DESCRIPTION OF THE TASK:
Resume the passage on genetics basics, writing on from its last sentence.

TEXT PASSAGE:
Before we begin to talk about gene therapy, or if you just need to review the basics, let’s begin at the cellular and molecular level to see what exactly genetics is and how it really works.

The Bare Bones of Genetics 

As you may know, all living organisms have certain characteristics or traits, features which distinguish them.  Your hair color is a trait. Your eye color is also a trait.  Many organisms have similar traits; some organisms have different traits. It’s a difference in these traits that gives us the diverse variety of organisms prevalent on Earth today.

So, where do these traits come from?  Well, what your cells do (to make those traits) is dictated by the commands they receive.  These commands basically come from DNA and the proteins it eventually indirectly makes.

DNA is the short form of deoxyribonucleic acid.  You have DNA in each and all of your cells: lots of it!

DNA is packed together and coiled (very tightly!) in bundles around histones, which are proteins.  Histones are like the tape roll holder in a tape role: the tape (DNA) is wrapped around the holder (histone).

A certain amount of this DNA, histone and other proteins forms chromatin. A large amount of this supercoiled chromatin condenses together and forms a chromosome. Each organism has a different number of chromosomes.

Humans have 46 chromosomes in total. 44 of these chromosomes are autosomes. 2 of these chromosomes are sex chromosomes. The sex chromosomes dictate gender: females have two X chromosomes, and males have one X and one Y chromosome.

(Citation 35)

Now, let’s go back to the DNA.

A three-dimensional molecular representation of DNA. What secrets does this complex yet simple molecule of life hold?

A representation of DNA, labeled. Notice how the base pairs are complementary: A pairs with T, and C pairs with G. 

 

 Replication, Transcription, &

Translation

  

Replication

Replication starts when the DNA helix is unwound by an enzyme called helicase. Helicase disrupts the hydrogen bonds and exposes the DNA base codes/nucleotides. Now that the double helix of DNA is two separate strands, each strand will function as a template to synthesize a new double strand of DNA. DNA replication then occurs on both strands, with the enzyme DNA polymerase running across both strands and forming new strands. Thus, DNA polymerase functions to add bases to the new DNA chain. It runs across the strand and swaps each nucleotide with a complementary nucleotide: A is replaced with T (and vice versa) and C is replaced with G (and vice versa).  DNA polymerase also proofreads the chain for mistakes afterward.

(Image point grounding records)
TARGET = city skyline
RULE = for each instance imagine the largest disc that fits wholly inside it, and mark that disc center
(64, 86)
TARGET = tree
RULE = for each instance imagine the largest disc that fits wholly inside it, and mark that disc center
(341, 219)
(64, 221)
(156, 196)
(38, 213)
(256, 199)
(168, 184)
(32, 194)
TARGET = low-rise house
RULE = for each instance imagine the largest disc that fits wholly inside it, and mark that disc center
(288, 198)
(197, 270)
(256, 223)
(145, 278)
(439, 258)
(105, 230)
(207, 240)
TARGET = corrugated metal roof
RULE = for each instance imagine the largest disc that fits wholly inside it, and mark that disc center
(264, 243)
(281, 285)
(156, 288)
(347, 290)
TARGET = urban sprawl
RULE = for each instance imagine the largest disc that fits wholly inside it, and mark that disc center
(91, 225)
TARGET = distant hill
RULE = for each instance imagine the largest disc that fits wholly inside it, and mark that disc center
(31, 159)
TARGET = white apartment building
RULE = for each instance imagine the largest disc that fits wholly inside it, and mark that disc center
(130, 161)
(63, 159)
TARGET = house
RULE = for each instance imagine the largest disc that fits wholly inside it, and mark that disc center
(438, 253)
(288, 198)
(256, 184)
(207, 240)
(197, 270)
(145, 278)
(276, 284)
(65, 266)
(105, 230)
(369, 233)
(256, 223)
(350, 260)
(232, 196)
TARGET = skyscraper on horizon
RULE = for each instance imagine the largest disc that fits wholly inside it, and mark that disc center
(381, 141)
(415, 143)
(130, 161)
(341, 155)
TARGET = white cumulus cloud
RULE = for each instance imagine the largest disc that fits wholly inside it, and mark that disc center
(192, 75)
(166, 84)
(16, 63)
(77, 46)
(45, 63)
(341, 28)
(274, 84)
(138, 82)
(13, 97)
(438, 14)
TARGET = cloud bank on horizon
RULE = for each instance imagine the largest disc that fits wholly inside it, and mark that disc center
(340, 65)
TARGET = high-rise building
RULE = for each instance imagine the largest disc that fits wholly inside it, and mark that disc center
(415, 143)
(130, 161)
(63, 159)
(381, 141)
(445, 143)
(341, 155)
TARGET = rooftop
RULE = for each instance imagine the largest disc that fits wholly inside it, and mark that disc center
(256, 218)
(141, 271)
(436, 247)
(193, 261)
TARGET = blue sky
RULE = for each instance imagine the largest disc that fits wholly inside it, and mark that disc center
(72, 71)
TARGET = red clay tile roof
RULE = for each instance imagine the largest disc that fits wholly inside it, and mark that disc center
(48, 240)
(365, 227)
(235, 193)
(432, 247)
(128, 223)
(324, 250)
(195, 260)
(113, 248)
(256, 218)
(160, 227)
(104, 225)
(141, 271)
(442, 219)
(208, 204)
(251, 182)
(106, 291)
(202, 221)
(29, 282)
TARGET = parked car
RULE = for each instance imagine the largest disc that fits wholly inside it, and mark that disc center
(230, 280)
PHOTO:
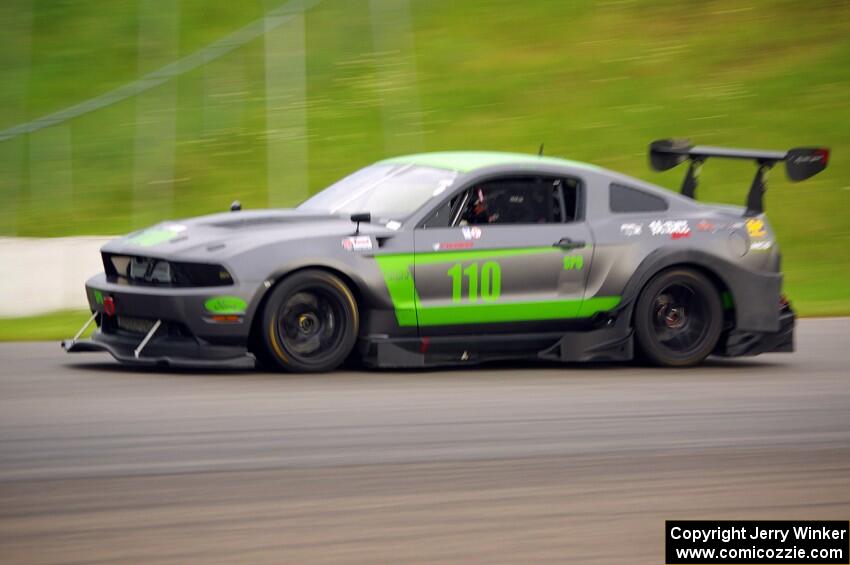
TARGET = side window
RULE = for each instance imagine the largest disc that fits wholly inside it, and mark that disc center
(519, 200)
(623, 199)
(442, 217)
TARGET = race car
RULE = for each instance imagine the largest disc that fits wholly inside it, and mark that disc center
(457, 258)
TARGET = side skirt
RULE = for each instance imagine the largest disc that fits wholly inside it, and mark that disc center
(604, 344)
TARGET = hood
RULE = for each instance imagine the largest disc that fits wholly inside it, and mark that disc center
(230, 233)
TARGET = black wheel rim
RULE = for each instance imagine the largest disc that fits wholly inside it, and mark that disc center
(311, 324)
(680, 318)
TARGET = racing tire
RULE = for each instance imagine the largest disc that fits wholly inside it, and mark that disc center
(310, 323)
(678, 318)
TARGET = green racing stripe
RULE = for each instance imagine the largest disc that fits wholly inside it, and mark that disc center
(397, 270)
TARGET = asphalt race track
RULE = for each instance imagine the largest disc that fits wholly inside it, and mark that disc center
(578, 464)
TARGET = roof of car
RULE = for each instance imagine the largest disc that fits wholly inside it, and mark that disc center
(467, 161)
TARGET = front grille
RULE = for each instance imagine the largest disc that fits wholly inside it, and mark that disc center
(159, 272)
(139, 327)
(134, 325)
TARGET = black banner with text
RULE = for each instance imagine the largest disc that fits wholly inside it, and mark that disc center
(694, 542)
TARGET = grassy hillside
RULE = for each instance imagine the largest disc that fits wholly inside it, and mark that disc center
(595, 81)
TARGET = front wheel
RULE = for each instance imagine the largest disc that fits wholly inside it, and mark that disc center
(310, 322)
(678, 318)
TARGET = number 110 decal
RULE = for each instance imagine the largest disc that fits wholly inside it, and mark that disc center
(490, 279)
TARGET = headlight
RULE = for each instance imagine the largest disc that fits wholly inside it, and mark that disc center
(159, 272)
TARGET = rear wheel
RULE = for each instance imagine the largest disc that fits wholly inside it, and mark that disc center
(310, 322)
(678, 318)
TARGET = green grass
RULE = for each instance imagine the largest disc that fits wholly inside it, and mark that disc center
(595, 81)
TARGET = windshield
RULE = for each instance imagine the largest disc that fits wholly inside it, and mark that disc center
(388, 192)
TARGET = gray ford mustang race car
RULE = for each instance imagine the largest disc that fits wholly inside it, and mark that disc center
(458, 258)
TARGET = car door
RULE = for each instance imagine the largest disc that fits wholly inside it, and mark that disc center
(513, 256)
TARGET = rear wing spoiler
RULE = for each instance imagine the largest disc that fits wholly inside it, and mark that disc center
(800, 163)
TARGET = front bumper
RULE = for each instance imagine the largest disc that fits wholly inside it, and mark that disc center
(187, 334)
(163, 352)
(741, 343)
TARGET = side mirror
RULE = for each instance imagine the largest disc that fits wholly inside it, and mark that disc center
(360, 217)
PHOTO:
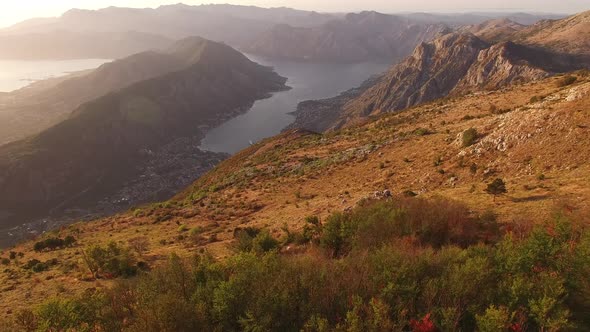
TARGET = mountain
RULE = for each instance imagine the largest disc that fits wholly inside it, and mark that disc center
(428, 74)
(476, 18)
(134, 137)
(309, 216)
(570, 35)
(367, 36)
(28, 111)
(494, 30)
(115, 32)
(65, 44)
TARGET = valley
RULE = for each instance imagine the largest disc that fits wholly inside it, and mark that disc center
(350, 172)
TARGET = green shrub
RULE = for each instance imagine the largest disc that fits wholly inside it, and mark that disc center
(567, 80)
(54, 243)
(494, 319)
(469, 137)
(422, 132)
(264, 242)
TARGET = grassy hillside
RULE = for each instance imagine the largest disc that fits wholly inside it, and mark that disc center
(455, 256)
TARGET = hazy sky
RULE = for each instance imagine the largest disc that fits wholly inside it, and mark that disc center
(12, 11)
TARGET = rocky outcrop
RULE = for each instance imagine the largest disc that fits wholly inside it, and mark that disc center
(106, 143)
(450, 65)
(368, 36)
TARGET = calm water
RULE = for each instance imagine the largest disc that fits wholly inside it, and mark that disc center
(268, 117)
(18, 74)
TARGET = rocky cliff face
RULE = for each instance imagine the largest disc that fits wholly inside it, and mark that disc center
(106, 143)
(450, 65)
(570, 35)
(357, 37)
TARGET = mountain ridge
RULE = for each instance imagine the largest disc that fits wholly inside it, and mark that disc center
(103, 143)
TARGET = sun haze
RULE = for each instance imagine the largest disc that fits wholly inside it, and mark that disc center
(16, 11)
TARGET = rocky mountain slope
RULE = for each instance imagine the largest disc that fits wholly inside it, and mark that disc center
(570, 35)
(367, 36)
(532, 135)
(107, 144)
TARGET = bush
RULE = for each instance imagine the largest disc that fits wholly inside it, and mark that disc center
(494, 319)
(567, 80)
(415, 264)
(469, 137)
(111, 261)
(422, 132)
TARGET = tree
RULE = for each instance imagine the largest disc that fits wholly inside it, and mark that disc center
(496, 187)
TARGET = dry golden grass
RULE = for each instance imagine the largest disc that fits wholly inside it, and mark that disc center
(541, 149)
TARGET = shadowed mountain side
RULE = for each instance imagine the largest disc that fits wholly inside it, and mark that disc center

EXERCISE ANSWER:
Do you remember how one strand of the original DNA ran in the 5’ to 3’ direction, whereas the other ran from 3’ to 5’ direction (antiparallel arrangement)? Well, DNA polymerase is correctly oriented for synthesis only in the 5’ to 3’ direction strand, called the leading strand. This strand can be synthesized as a continuous and complete strand. The other strand, however, called the lagging strand, runs the other way (3’ to 5’). Thus, DNA polymerase must make a copy of this strand backwards in short sections. These sections are known as Okazaki fragments, after the scientists who discovered them, Reiji and Tsuneko Okazaki.  Later, these sections are joined together to form one continuous strand by an enzyme called DNA ligase.

(Citation 36)

The various types of RNA. RNA has ribose as a sugar, instead of deoxyribose like DNA. (Image Citation 11) 

A general diagram of transcription. Notice that there is no thymine in the RNA strand. Instead, uracil replaces all adenines.

The process of translation. The polypeptide chain is a chain of amino acids. The ribosome consists of two units; namely, the large subunit and the small subunit. 

 What's happening inside the ribosome when translation occurs?

The beautiful structures of proteins; the folding allows the proteins to carry out their functions with great efficiency. (Image Citation 19)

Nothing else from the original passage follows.